_Supplied text_
For more adventurous students, you are welcome (encouraged!) to come up with a different set of documents (including scraped web pages!?) that have already been classified (e.g. tagged), then analyze these documents to predict how new documents should be classified.
In this project, I had downloaded two different sample sets: One classified as spam
, and the other classified as ham
. Though the tm
package is one of the most utilizied packages for text mining, I wanted to take advantage of a different package called tidytext
. With this package, my goal is to attempt to find a subset of words that are particular for either spam
and ham
. With this information, this can help us differentiate what e-mails are spam or not spam.
Load the Appropriate Libraries for the Project
library(stringr)
library(tidytext)
library(dplyr)
library(tidyr)
library(ggplot2)
library(wordcloud)

_Problem A_
Reproduce the passage of the spam and ham text between "For more adventurous" and "library(stringr)", inclusive.
_Problem B_
Locate each line of the records that contains the string "roof" and copy those lines.

_Extracted data_
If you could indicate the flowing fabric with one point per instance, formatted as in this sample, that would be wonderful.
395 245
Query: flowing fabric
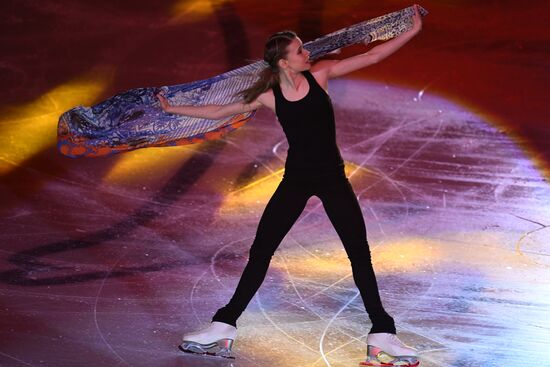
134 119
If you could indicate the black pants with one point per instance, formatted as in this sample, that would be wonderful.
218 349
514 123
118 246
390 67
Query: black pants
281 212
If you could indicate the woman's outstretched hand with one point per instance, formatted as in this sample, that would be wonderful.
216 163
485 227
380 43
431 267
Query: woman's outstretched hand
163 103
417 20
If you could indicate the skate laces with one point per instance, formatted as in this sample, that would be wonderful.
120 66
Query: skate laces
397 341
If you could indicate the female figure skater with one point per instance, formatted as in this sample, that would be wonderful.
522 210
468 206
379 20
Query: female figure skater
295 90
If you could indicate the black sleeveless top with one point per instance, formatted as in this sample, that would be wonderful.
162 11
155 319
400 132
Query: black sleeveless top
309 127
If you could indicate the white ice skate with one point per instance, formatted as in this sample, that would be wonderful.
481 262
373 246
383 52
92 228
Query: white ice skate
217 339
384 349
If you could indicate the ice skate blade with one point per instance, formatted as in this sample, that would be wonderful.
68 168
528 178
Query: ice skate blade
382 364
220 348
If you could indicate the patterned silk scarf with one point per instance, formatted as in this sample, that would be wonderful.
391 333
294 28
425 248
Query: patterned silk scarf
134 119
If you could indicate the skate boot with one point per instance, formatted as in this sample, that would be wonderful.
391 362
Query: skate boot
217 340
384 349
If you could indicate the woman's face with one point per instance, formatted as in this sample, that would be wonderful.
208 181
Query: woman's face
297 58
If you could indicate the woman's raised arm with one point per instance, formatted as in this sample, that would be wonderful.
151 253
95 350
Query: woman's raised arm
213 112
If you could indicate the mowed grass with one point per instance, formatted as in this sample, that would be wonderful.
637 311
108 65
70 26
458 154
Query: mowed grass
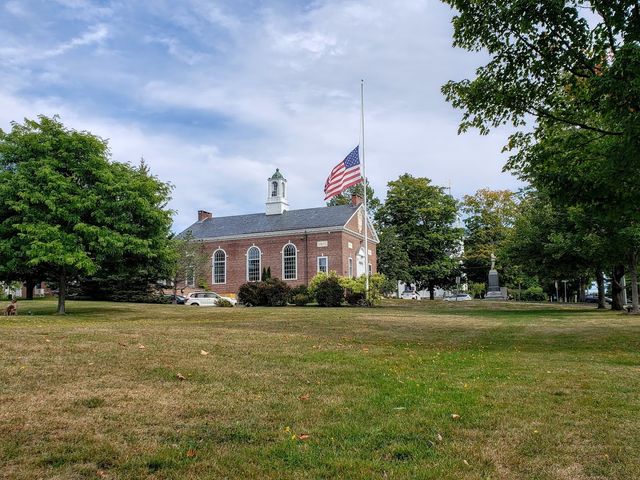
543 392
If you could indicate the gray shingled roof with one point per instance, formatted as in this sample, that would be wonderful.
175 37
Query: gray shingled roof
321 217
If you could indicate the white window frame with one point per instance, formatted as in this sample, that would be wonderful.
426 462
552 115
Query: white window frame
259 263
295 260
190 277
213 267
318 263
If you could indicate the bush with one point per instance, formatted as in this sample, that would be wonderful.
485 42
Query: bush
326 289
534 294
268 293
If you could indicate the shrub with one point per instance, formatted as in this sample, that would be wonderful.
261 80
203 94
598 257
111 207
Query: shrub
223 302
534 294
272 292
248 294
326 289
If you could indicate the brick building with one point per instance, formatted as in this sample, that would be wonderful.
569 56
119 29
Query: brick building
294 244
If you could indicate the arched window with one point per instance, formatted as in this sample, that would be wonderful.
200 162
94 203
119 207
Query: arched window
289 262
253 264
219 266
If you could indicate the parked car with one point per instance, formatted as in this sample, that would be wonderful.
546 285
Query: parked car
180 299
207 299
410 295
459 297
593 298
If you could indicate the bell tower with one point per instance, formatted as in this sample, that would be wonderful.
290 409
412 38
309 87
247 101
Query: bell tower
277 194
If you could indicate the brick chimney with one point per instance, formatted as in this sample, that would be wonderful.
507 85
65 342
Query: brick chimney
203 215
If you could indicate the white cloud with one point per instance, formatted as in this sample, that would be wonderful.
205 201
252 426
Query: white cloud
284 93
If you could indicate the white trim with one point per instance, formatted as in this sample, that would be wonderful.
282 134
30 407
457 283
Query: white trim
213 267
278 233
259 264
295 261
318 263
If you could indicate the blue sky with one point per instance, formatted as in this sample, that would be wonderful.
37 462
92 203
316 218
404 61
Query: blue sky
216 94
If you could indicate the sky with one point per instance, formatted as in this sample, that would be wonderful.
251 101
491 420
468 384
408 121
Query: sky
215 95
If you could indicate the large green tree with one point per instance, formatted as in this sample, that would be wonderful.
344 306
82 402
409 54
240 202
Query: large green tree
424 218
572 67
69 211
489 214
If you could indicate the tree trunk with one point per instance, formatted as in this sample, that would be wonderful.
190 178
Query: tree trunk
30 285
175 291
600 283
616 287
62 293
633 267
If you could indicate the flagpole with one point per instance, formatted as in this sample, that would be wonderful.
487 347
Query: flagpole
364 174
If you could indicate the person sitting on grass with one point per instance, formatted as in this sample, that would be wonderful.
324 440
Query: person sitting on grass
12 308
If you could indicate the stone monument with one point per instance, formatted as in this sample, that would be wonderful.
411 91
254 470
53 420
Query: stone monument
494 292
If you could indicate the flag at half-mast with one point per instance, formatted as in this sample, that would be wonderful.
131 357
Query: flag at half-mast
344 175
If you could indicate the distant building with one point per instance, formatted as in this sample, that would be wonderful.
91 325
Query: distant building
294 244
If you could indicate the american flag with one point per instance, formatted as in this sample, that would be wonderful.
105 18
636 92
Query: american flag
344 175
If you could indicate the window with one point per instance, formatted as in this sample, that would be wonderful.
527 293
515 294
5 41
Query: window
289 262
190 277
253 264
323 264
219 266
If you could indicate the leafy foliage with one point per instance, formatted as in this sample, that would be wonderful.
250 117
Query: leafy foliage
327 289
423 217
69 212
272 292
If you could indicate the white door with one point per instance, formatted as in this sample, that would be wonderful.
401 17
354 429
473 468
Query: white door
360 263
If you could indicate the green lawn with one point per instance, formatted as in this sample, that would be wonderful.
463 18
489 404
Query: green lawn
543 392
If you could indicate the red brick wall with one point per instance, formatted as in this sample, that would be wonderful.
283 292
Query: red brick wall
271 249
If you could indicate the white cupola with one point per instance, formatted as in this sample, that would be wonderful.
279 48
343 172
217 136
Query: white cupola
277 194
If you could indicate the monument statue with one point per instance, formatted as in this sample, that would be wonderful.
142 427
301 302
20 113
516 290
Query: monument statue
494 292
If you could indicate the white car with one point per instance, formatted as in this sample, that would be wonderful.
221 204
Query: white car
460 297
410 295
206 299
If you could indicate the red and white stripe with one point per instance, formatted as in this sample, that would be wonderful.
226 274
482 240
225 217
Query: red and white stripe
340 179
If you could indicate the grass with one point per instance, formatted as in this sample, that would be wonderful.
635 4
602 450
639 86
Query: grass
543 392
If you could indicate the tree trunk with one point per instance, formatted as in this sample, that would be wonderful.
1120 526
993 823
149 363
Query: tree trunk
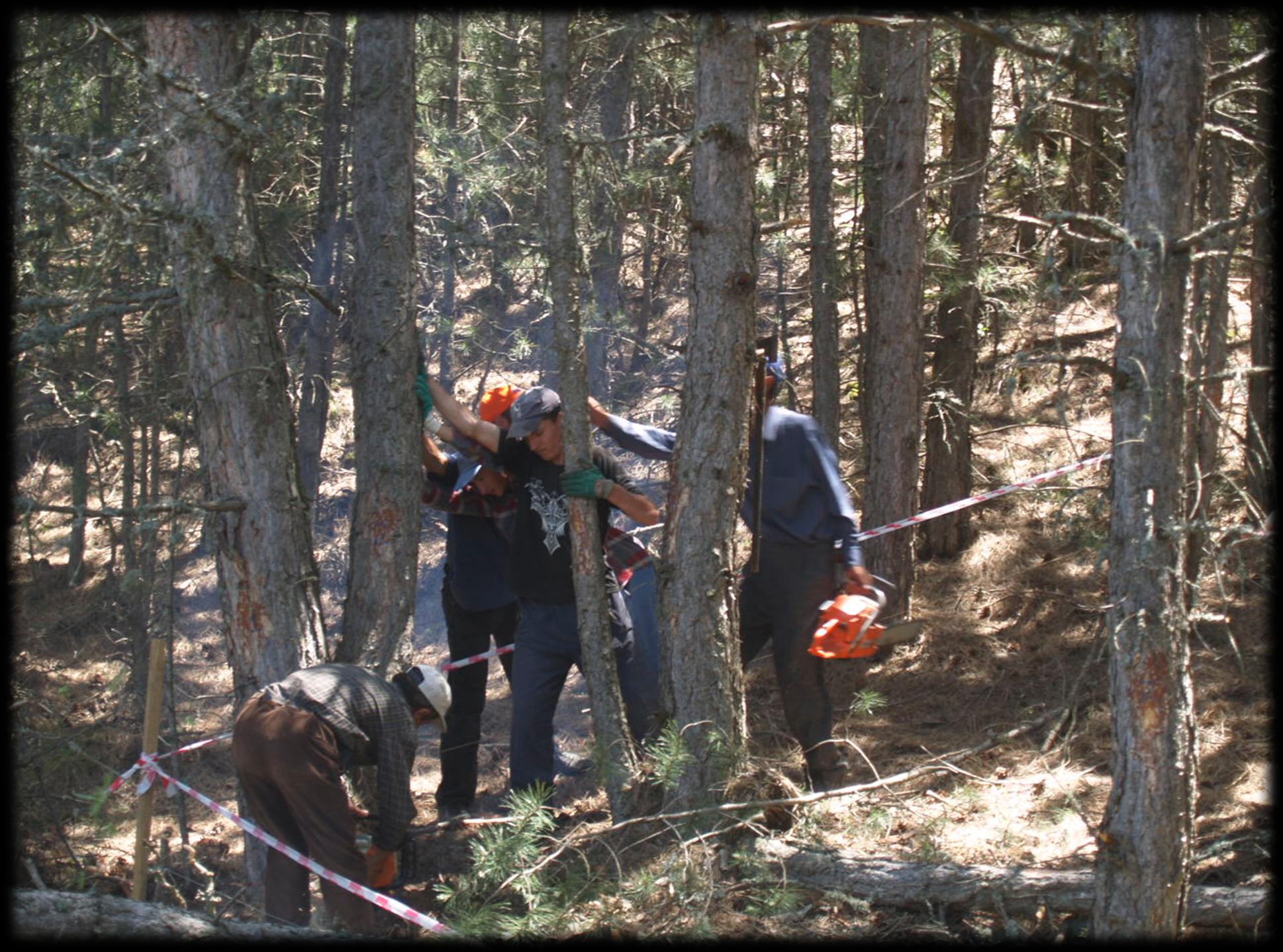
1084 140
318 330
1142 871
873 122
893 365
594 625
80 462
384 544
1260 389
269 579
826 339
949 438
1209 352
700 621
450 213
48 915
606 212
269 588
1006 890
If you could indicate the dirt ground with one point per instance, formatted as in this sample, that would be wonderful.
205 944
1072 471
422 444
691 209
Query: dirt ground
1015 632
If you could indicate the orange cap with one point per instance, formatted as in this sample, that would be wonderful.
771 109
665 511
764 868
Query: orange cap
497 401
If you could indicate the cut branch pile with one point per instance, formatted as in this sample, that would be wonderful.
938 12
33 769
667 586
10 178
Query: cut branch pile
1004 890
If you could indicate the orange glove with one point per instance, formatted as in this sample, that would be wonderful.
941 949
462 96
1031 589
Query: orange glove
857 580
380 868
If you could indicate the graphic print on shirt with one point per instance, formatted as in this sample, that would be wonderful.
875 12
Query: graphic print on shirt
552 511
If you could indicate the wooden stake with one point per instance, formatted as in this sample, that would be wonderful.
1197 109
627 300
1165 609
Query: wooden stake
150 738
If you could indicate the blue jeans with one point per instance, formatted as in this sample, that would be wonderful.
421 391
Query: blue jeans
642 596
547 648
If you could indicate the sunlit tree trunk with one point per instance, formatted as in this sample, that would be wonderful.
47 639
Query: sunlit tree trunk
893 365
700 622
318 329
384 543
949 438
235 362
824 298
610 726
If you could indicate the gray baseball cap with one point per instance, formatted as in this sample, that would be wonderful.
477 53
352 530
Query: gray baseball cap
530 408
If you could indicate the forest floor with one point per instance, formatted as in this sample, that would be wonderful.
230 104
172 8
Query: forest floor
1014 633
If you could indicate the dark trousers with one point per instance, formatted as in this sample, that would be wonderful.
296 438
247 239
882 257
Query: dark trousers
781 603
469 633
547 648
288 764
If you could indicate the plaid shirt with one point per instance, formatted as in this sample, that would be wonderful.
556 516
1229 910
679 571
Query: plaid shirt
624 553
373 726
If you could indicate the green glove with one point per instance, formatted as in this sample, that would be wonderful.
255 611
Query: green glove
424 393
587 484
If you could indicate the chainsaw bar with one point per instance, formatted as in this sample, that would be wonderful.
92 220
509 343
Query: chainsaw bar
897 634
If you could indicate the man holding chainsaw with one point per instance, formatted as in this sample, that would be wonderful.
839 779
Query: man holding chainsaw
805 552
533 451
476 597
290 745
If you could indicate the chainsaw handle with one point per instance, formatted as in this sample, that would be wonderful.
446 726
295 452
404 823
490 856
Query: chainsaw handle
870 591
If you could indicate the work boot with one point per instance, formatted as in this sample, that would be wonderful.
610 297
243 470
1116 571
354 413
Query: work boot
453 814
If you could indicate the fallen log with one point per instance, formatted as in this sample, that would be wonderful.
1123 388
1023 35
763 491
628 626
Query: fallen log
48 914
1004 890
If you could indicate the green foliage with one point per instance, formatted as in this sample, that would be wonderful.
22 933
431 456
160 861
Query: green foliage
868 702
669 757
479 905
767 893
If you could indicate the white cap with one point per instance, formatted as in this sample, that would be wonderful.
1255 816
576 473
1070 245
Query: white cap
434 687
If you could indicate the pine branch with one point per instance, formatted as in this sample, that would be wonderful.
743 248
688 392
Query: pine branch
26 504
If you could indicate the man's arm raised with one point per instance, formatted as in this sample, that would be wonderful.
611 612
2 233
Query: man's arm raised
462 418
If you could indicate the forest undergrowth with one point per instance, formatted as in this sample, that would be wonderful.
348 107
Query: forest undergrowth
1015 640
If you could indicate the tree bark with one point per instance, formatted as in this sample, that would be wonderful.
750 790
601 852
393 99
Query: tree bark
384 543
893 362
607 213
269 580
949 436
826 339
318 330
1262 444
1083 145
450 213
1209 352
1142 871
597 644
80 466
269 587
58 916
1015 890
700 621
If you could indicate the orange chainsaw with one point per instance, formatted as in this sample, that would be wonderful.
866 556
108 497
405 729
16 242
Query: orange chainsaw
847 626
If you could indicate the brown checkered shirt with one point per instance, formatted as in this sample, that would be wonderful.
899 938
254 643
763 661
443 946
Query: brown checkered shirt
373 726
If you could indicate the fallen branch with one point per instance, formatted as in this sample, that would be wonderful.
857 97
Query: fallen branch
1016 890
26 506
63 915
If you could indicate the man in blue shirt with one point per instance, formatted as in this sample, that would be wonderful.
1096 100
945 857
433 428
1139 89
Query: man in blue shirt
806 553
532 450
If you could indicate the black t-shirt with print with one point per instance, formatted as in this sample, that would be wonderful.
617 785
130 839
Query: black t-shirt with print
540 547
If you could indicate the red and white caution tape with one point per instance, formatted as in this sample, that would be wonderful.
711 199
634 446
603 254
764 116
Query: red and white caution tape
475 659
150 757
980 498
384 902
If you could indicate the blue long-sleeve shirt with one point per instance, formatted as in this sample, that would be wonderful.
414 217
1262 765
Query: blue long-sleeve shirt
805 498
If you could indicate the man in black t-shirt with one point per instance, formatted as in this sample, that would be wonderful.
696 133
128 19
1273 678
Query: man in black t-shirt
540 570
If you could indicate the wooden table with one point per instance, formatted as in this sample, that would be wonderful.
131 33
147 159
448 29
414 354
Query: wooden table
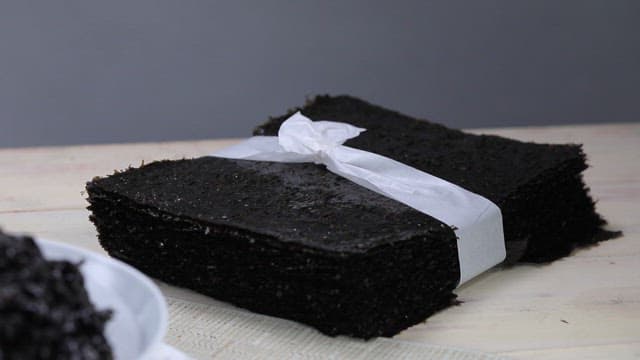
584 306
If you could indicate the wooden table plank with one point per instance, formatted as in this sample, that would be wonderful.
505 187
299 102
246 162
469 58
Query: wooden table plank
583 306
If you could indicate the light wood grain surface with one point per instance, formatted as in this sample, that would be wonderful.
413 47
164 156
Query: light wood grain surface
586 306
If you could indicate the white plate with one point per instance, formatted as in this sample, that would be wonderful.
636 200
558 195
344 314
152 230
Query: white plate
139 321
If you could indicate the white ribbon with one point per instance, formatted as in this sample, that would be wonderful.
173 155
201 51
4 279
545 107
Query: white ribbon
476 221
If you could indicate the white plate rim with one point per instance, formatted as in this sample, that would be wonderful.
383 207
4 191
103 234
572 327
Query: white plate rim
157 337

_Complete output A_
For more adventurous students, you are welcome (encouraged!) to come up with a different set of documents (including scraped web pages!?) that have already been classified (e.g. tagged), then analyze these documents to predict how new documents should be classified.
In this project, I had downloaded two different sample sets: One classified as spam
, and the other classified as ham
. Though the tm
package is one of the most utilizied packages for text mining, I wanted to take advantage of a different package called tidytext
. With this package, my goal is to attempt to find a subset of words that are particular for either spam
and ham
. With this information, this can help us differentiate what e-mails are spam or not spam.
Load the Appropriate Libraries for the Project
library(stringr)

_Complete output B_
If you could indicate the gray shingled roof with one point per instance, formatted as in this sample, that would be wonderful.
Query: gray shingled roof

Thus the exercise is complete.